**What to do:** Copy every record word for word.

**Records for the task:**
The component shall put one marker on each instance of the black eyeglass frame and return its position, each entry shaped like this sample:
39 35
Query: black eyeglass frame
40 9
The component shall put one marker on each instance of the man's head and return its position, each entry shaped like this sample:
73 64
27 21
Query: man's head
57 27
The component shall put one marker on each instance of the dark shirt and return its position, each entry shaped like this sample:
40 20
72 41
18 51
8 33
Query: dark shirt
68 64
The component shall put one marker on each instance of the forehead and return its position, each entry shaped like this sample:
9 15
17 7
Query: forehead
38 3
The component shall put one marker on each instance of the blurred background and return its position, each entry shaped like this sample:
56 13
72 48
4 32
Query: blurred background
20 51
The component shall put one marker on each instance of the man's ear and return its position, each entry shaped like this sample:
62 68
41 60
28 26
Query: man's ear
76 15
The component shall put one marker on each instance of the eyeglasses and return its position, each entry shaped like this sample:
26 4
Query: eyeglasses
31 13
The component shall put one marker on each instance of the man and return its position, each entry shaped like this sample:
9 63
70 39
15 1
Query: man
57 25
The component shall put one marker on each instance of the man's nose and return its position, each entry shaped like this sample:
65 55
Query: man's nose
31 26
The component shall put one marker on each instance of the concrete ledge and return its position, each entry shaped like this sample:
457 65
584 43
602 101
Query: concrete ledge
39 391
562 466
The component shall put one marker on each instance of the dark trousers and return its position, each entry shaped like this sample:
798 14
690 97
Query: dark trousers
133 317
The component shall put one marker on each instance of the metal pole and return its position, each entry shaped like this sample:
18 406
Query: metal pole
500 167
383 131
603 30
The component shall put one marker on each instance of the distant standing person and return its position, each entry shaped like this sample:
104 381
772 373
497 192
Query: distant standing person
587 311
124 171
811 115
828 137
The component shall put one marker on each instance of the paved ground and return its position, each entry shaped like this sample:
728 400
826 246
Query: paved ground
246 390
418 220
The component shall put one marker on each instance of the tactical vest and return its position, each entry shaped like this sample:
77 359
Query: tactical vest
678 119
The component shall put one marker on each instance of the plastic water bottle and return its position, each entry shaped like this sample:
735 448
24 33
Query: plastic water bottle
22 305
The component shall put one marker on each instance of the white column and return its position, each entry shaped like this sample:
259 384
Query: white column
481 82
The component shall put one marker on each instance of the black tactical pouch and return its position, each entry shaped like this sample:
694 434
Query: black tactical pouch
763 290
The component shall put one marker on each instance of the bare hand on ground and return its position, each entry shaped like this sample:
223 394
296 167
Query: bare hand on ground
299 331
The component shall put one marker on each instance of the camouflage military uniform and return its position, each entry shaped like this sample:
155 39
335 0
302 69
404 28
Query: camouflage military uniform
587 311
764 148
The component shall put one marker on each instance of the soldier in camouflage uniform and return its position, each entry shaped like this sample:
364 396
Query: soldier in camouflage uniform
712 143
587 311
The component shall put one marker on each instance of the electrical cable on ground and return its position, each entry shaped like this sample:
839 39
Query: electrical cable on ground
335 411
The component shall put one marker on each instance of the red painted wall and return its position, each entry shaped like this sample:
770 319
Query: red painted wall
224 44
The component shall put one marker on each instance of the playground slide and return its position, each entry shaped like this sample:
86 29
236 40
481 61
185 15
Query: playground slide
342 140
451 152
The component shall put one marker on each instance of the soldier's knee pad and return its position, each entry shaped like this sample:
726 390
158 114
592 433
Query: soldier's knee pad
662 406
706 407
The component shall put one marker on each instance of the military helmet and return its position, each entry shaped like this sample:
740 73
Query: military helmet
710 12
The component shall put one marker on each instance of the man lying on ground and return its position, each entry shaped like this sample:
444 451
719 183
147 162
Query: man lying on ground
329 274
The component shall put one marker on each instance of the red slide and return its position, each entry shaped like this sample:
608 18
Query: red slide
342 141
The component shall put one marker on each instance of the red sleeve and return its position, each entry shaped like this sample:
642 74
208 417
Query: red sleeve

**Exercise result:**
The component shall put one marker on each instance of the black eyeglass frame and return its position, each entry shaped like this sample:
39 35
Query: black eyeglass frame
40 9
The component shall put one marker on each instance of the man's head and return its position, each entry shaped like this sample:
73 64
27 21
Query: man's head
57 27
The component shall put one marker on each instance of the dark shirt and return its position, each entry shaped like this sample:
40 20
72 41
18 51
8 33
Query: dark shirt
68 64
The component shall put one marker on each instance of the forehead and return its position, each entry shaped like this sample:
9 15
17 7
Query: forehead
38 3
The component shall put one marker on each instance of the blurred background and return its position, each entry shaped like this sample:
56 13
72 48
4 32
Query: blurred background
20 51
The component shall put one marker on each instance of the man's ear and return its position, each entry shaped like this sample:
62 68
41 60
28 26
Query: man's ear
76 15
The component shall put one marker on each instance of the eyeglasses and return its position, each entry shaped like this sample:
26 4
Query: eyeglasses
31 13
The component shall put one marker on each instance of the man and return its position, each entry shaped like this sample:
9 63
70 39
15 1
Query: man
57 25
The component shall put one marker on each instance of the man's nose and return its position, each entry shaped like this sample:
65 55
Query: man's nose
31 26
The component shall put one marker on each instance of the concrete ledge and return its position, each entry shaped like this sample:
457 65
584 43
602 101
Query: concrete ledge
39 391
562 466
The component shall put one marker on each instance of the dark trousers and return its position, each entry shaped like this sample:
798 14
690 97
Query: dark trousers
133 317
The component shall put one marker on each instance of the metal pole and return its position, each entry shaped like this sample:
18 406
Query: metal pole
500 167
383 131
603 30
The component shall put one marker on each instance of the distant standing person and return its position, each entry shaped like this sample:
104 381
772 373
497 192
Query: distant standing person
587 311
124 171
811 115
828 137
The component shall put one marker on each instance of the paved ground and return its position, each entry shaped like this sample:
728 400
826 246
Query: paved ground
246 390
418 220
The component shall put one marker on each instance of the tactical vest and return its position, each entry shaped like this sample:
77 359
Query: tactical vest
678 119
The component shall put one marker on each instance of the plastic water bottle and return its position, each entry shaped like this sample:
735 448
24 33
Query: plastic water bottle
22 305
The component shall put one marker on each instance of the white column and return its position, each entry shaped like this sample:
259 384
Query: white column
481 82
The component shall put one marker on each instance of the black tactical pouch and return its position, each entry shaped like this sample:
694 434
Query: black tactical pouch
763 290
The component shall put one marker on each instance of the bare hand on ground and return its position, each entry shaped like this sample:
223 394
296 167
Query: bare hand on ground
299 331
The component shall put one marker on each instance of the camouflage military uniform and return its position, each entry shaped like this sample:
155 39
335 0
302 69
404 28
Query: camouflage military uniform
587 311
764 148
The component shall put one marker on each instance of the soldier in camouflage uniform and return its position, each entry shaped like this sample:
364 396
Query: soldier in camouflage uniform
712 143
587 311
The component shall put one marker on each instance of the electrical cable on ground and return its position, each entry shaped like this sample:
839 39
Query: electrical cable on ground
335 411
The component shall put one marker on each instance of the red painted wall and return its position, each entry shaped like this sample:
770 319
Query: red painted wall
224 44
The component shall put one marker on each instance of the playground slide and return its position, each entry shaped like this sample:
86 29
236 40
481 61
185 15
Query: playground slide
342 140
451 152
The component shall put one marker on each instance of the soldier's knee pad and return its position, each entry shaped like this sample:
726 390
158 114
592 433
Query: soldier's knee pad
662 406
706 407
The component shall put one marker on each instance of the military helmet and return its position, each entry shaped like this sample:
740 73
Query: military helmet
710 12
The component shall put one marker on each instance of the man lying on ground and return its position, each entry shaped like this sample:
444 451
719 183
147 162
Query: man lying on ground
329 274
The component shall put one marker on each instance of the red slide and return its position, each entry shaped like this sample:
608 18
Query: red slide
342 141
The component shall put one marker on each instance of the red sleeve and return its position, each entry shaped like this sample:
642 74
208 417
Query: red sleeve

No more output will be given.